▸ Assignment
Extract, word for word, the stretch of the article below on Andrew Yang's veterans proposal from "Though he doesn’t" through "not immediately available.".

Military veterans should be able to receive waivers to obtain medical cannabis, even in states where it’s not legal, 2020 Democratic presidential candidate Andrew Yang said in a new proposal concerning veterans issues.
Additionally, the entrepreneur-turned-politician said that veterans should be able to access marijuana through U.S. Department of Veterans Affairs (VA) providers.
“The scientific evidence that certain controlled substances—particularly marijuana—are particularly effective at treating certain ailments common to veterans (e.g., PTSD) and for pain management,” the plan on his campaign website states.
“While I’m in favor of legalizing marijuana at the federal level, if that takes time, we need to provide waivers for veterans so they can receive this treatment, as well as prescribe it through the VA,” Yang said. “This includes waivers and prescriptions for veterans residing in states that currently don’t allow for personal use or medical exceptions for marijuana use.”
There has been significant interest this Congress is passing legislation that provides veterans with access to medical cannabis. The House Veterans’ Affairs Committee held a hearing last month to discuss various legislative proposals to secure that access, including a bill that would allow VA doctors to recommend cannabis in states where it’s legal and another that would require VA to conduct clinical trials on the therapeutic potential of marijuana for conditions that commonly afflict veterans.
But Yang’s proposal seems to go beyond cannabis. He said the government should “also fund research into other controlled substances that have been shown to hold promise for treating PTSD and other diseases, and provide similar waivers and prescriptions should these other substances prove efficacious.”
Though he doesn’t specify what “other controlled substances” he has in mind, it seems likely that psychedelics such as psilocybin and MDMA would fall under that category, as research has indicated that both may have therapeutic potential to treat conditions such as PTSD.
Marijuana Moment reached out to Yang for comment, but he was not immediately available.
“We owe it to our veterans to do everything possible to help them manage any health issues they have,” Yang said.

Extracted data entries:
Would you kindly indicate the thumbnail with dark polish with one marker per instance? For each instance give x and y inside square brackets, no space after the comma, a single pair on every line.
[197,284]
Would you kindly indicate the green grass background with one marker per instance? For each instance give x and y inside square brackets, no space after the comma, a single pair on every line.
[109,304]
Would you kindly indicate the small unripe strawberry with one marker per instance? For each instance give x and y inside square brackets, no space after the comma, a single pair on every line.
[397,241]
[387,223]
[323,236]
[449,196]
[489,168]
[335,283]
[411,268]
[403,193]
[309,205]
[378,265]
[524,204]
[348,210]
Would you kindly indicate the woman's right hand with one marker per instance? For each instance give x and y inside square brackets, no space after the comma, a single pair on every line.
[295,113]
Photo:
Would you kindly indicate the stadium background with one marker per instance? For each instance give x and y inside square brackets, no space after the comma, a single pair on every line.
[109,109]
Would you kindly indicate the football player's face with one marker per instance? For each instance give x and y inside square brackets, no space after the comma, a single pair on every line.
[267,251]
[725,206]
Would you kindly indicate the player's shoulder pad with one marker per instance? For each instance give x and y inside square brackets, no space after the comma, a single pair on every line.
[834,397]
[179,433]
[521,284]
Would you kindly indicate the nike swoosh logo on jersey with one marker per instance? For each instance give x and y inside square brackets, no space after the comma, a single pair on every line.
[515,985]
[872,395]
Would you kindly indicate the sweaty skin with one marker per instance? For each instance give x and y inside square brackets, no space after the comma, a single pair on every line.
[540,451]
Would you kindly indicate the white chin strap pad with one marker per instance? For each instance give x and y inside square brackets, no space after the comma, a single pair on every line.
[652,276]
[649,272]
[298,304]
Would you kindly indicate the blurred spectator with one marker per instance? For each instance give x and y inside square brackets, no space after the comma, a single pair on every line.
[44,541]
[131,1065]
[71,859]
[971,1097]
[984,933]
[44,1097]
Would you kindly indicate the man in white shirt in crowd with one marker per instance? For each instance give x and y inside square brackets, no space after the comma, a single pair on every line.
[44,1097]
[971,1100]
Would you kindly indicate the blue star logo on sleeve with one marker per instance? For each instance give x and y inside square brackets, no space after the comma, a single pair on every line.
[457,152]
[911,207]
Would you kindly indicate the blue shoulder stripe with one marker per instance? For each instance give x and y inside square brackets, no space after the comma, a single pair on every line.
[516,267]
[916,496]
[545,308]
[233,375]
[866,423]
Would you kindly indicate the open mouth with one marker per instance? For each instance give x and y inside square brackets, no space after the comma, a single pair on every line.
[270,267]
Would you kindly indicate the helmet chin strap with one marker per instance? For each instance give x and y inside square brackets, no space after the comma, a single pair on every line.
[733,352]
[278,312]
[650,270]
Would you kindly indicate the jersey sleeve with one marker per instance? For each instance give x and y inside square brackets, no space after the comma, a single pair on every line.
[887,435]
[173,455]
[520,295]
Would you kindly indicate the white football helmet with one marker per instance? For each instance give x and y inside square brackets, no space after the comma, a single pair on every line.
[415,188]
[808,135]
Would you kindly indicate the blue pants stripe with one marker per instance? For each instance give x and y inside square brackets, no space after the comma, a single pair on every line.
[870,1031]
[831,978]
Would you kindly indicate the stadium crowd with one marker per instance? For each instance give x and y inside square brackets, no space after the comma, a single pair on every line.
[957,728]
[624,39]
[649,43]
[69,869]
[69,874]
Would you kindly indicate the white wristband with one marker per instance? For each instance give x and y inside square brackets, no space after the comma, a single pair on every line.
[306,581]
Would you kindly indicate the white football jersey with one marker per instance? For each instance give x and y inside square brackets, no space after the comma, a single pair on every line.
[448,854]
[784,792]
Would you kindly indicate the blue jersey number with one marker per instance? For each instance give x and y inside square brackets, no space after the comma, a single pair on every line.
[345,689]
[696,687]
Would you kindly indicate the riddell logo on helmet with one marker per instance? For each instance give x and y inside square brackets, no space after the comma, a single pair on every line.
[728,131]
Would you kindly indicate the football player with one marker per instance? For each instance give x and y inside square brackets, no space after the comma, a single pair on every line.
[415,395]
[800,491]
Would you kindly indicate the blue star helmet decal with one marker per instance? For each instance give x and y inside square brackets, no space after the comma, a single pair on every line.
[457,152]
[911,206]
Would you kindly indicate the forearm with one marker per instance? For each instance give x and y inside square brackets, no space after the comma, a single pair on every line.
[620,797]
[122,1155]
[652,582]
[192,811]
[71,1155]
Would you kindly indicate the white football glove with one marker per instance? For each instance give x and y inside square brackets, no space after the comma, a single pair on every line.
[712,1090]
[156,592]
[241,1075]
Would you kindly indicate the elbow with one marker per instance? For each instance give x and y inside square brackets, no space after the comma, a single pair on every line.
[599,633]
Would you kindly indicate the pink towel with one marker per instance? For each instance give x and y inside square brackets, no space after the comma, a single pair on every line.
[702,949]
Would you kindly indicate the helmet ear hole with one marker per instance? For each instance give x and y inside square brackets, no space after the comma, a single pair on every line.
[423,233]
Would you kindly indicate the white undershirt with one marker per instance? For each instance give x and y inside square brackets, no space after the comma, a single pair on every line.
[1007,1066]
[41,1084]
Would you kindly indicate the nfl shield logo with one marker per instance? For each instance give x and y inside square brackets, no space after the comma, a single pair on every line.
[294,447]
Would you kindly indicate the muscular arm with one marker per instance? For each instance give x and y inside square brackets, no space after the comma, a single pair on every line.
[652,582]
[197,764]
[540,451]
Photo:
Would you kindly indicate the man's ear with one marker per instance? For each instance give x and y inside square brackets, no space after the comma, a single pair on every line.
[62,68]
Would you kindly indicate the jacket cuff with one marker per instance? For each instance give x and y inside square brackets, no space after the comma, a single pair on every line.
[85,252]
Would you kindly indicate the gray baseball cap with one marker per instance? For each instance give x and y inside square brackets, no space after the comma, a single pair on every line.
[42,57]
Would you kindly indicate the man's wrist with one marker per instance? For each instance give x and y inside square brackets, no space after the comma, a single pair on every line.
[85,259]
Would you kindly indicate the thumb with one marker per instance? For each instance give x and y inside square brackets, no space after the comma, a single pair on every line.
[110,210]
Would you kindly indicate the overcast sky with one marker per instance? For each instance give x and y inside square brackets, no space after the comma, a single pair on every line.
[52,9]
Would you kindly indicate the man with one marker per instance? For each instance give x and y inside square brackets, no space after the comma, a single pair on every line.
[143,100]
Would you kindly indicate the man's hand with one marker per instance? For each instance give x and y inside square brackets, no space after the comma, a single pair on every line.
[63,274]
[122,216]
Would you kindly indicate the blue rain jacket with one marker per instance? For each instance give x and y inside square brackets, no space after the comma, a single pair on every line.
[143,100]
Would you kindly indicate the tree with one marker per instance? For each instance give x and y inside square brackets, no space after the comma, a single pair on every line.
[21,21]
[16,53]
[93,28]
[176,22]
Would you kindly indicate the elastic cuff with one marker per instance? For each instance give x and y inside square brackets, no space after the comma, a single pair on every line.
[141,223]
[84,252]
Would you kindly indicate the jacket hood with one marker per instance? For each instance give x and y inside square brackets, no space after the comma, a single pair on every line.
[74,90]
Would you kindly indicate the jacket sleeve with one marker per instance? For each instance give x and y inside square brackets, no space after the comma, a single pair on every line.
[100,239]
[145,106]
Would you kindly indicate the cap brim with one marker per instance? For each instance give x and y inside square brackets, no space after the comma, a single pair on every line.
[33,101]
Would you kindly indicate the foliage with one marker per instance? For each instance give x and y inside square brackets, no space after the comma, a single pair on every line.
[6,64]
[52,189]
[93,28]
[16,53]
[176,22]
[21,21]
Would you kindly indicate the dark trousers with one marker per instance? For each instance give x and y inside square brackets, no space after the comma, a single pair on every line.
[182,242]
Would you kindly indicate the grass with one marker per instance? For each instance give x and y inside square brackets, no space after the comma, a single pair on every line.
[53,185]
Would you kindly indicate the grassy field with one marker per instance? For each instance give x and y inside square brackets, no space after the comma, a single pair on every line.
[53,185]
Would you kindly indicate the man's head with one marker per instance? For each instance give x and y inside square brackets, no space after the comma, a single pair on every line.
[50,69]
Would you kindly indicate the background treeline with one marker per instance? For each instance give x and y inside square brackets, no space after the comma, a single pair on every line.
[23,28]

▸ Problem solution
Though he doesn’t specify what “other controlled substances” he has in mind, it seems likely that psychedelics such as psilocybin and MDMA would fall under that category, as research has indicated that both may have therapeutic potential to treat conditions such as PTSD.
Marijuana Moment reached out to Yang for comment, but he was not immediately available.